• _TEXT PROVIDED_
- - -

Police diverted traffic around the vehicle and buses struggled to make their way around the incapacitated vehicle.

The March 28 incident happened at Broadway and West 230th Street, but as Tony Leheld can attest, trucks get stuck all along Broadway.

Mr. Leheld drives a livery cab for All Town in Kingsbridge and Riverdale, which means he spends a lot of his time waiting in the taxi line on West 231st Street and Broadway. And he said he notices at least one jammed truck at least once month.

“A lot of trucks have been stuck here,” he said earlier this month, gesturing toward the intersection. “It can take hours to clear up the whole thing.”

In 1993, the city’s Department of Transportation proposed a somewhat radical idea: lower the street level under the elevated track by about two feet.

Michael Heller, the chairman of Community Board 8’s Traffic and Transportation Committee, remembers the plan.

“The merchants were against it. They said it would disrupt business,” he recalled in a phone interview earlier this month.

Community Board (CB) 8 also came out against the city’s proposal, according to an article in The New York Times from November 1993, effectively killing the idea.

“When [the elevated platform] was built in the 1890s, trucks were not a problem, I imagine. They had literally just been invented,” Mr. Heller.

He added that now, truck drivers just have to be aware of the signs posted all along Broadway that clearly mark the height limit and they need to know the height of their current vehicle.

- - -

• _REQUESTS_
[a] Answer these from the article on trucks stuck along Broadway:
(i) At which intersection did the March 28 incident happen?
(ii) In what year did the city's Department of Transportation propose lowering the street level under the elevated track?
(iii) Which committee does Michael Heller chair?
[b] Swap "height limit" for "clearance" and give the article on stuck trucks again from "He added that" up to and including "their current vehicle.".

[A run of records]
- - -

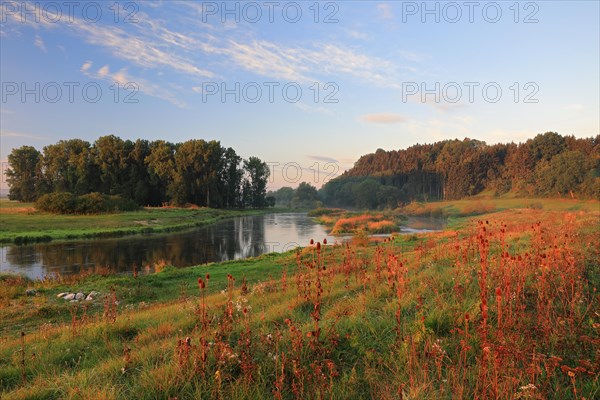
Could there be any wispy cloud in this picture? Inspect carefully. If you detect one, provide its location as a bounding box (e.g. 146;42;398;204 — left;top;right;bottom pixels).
306;155;339;164
3;2;414;103
565;104;583;111
33;35;48;53
80;61;187;108
400;50;429;62
0;130;45;140
360;113;408;124
377;3;394;19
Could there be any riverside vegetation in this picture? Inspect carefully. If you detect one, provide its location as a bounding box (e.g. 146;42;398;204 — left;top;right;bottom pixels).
0;202;600;399
0;199;272;244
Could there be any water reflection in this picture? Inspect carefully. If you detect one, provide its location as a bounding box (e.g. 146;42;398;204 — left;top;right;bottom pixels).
0;213;335;278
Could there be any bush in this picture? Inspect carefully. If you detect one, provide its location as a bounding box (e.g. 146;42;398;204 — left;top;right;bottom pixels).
35;192;138;214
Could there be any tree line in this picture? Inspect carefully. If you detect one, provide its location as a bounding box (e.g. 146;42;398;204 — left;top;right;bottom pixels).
319;132;600;208
6;135;269;208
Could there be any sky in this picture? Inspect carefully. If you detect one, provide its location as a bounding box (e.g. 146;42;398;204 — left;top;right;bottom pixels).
0;0;600;189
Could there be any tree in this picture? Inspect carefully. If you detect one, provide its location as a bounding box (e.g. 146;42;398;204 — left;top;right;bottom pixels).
6;146;42;201
93;135;133;195
292;182;319;208
219;147;244;208
244;157;270;208
42;139;92;195
144;140;176;204
267;186;294;207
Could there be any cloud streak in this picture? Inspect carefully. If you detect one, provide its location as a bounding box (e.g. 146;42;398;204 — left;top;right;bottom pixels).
360;113;408;125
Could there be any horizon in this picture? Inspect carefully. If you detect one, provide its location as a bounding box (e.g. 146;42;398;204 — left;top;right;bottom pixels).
0;1;600;189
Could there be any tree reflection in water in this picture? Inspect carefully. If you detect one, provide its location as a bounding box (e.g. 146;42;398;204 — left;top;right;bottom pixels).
0;213;335;278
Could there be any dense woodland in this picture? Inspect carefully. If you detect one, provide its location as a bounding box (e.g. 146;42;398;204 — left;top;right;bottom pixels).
319;132;600;208
7;135;269;208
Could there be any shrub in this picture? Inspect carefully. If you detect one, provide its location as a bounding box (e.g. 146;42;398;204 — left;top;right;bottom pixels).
35;192;138;214
35;192;77;214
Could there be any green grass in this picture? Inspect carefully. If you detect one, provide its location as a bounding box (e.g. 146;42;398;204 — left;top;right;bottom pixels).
0;200;273;244
0;209;600;399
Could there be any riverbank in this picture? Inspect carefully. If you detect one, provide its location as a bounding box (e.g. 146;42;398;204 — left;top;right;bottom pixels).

- - -

• _OUTPUTS BY TASK_
[a]
(i) Broadway and West 230th Street
(ii) 1993
(iii) Community Board 8's Traffic and Transportation Committee

[b]
He added that now, truck drivers just have to be aware of the signs posted all along Broadway that clearly mark the clearance and they need to know the height of their current vehicle.